WHAT IS ASKED |
1. In the DCGAN notebook, what value is BATCH_SIZE set to?
2. Please repeat the part of the DCGAN notebook that begins at the words "In this notebook, we'll" and stops after "working_dir = os.getcwd()".

DOCUMENT TEXT |
-- begin --

# ðŸ§± DCGAN - Bricks Data

This notebook is an **unofficial PyTorch implementation** of the excellent [Keras example](https://github.com/davidADSP/Generative_Deep_Learning_2nd_Edition/blob/main/notebooks/04_gan/01_dcgan/dcgan.ipynb) for Deep Convolutional GAN, originally created by David Foster as part of the companion code for the excellent book [Generative Deep Learning, 2nd Edition](https://www.oreilly.com/library/view/generative-deep-learning/9781098134174/).

_The original code is available [here](https://github.com/davidADSP/Generative_Deep_Learning_2nd_Edition) and is licensed under the Apache License 2.0._
_This implementation is distributed under the Apache License 2.0. See the LICENSE file for details._

In this notebook, we'll walk through the steps required to train your own DCGAN on the bricks dataset using PyTorch

In [None]:
%load_ext autoreload
%autoreload 2

import os

# Get the working directory and the current notebook directory
working_dir = os.getcwd()
exp_dir = os.path.join(working_dir, "notebooks/04_gan/01_dcgan/")

In [None]:
from torchvision import transforms, datasets
from torch.utils.data import DataLoader, Subset
from torch import nn
import torch.nn.functional as F
from torchinfo import summary
from torch import optim
import torch
from torch.utils.tensorboard import SummaryWriter
from matplotlib import pyplot as plt

from notebooks.utils import display

import math

In [None]:
IMAGE_SIZE = 64
CHANNELS = 1
BATCH_SIZE = 128
Z_DIM = 100
EPOCHS = 300
LOAD_MODEL = False
ADAM_BETA_1 = 0.5
ADAM_BETA_2 = 0.999
LEARNING_RATE = 0.0002
NOISE_PARAM = 0.1

## 1. Prepare the data <a name="prepare"></a>

In [None]:
data_dir = working_dir + "/data"

-- end --

ENTRIES SUPPLIED |

-- begin --

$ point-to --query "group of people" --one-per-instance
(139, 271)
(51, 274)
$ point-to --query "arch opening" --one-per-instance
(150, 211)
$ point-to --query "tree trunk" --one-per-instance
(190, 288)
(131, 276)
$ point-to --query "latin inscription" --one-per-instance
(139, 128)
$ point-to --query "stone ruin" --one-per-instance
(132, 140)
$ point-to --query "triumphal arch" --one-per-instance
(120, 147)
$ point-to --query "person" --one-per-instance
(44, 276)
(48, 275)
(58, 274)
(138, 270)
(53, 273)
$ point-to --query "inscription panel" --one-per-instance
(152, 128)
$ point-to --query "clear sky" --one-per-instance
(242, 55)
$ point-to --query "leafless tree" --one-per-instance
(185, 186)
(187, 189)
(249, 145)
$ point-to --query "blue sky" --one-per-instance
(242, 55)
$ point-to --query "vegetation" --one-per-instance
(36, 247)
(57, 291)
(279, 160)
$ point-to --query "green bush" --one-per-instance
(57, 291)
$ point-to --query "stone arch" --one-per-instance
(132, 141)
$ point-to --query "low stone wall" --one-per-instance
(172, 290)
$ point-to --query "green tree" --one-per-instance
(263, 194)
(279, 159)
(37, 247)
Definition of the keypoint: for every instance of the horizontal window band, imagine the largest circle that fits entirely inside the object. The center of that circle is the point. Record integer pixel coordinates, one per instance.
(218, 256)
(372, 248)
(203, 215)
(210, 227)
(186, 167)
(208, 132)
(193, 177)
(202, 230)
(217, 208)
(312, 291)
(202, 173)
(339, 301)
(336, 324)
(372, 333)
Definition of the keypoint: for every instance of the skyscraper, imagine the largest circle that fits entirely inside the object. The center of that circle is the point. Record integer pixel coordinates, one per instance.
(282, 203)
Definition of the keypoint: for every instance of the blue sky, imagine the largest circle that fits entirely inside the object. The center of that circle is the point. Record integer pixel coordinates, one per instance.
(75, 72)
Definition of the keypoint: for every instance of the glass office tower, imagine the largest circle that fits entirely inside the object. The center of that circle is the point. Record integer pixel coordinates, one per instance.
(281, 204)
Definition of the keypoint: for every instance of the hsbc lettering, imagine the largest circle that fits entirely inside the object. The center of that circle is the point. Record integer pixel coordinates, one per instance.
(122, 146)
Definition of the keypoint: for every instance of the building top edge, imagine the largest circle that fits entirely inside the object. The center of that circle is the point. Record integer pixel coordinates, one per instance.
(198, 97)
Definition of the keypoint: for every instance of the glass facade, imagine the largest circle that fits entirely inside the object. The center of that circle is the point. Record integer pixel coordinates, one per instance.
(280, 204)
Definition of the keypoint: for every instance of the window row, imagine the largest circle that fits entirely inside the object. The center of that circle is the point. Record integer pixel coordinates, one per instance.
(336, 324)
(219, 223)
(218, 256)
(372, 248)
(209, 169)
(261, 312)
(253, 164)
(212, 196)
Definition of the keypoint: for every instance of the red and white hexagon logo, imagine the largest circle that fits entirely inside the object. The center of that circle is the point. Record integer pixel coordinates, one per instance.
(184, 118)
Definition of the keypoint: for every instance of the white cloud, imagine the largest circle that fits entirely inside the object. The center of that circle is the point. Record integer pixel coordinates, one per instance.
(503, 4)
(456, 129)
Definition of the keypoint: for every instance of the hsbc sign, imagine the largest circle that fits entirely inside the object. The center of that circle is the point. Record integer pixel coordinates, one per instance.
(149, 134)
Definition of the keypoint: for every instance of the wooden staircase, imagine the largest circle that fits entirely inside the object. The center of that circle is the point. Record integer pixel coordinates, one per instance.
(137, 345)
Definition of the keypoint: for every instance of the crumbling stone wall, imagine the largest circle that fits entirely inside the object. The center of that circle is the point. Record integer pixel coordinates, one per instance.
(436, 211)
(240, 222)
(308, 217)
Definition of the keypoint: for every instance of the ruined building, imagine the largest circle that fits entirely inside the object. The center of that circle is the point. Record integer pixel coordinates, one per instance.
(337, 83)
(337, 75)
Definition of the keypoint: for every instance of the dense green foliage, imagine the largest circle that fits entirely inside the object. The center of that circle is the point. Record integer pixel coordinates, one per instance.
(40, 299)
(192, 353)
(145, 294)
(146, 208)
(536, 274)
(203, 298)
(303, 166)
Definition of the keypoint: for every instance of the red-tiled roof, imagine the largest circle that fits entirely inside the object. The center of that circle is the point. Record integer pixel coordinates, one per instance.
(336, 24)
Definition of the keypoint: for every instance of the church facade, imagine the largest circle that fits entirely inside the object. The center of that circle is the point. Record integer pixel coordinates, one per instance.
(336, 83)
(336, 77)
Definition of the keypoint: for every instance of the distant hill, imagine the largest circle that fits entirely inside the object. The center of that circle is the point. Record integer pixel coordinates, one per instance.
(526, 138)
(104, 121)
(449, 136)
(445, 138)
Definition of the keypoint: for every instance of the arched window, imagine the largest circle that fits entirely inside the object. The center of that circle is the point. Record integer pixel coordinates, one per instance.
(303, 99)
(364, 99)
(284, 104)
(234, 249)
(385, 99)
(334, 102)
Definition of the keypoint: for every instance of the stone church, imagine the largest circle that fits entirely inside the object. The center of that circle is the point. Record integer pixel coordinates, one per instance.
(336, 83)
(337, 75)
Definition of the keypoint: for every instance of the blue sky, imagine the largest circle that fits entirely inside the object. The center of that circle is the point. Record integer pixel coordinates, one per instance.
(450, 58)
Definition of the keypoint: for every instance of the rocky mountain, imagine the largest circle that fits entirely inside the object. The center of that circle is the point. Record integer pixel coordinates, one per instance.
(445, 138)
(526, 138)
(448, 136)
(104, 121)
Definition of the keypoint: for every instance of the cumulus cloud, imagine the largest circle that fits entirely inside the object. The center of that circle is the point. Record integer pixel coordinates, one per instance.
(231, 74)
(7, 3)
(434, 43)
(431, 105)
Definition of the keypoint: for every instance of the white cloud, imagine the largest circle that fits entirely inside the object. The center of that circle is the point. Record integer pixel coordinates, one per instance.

-- end --

IN RESPONSE |
1. 128

2.
In this notebook, we'll walk through the steps required to train your own DCGAN on the bricks dataset using PyTorch

In [None]:
%load_ext autoreload
%autoreload 2

import os

# Get the working directory and the current notebook directory
working_dir = os.getcwd()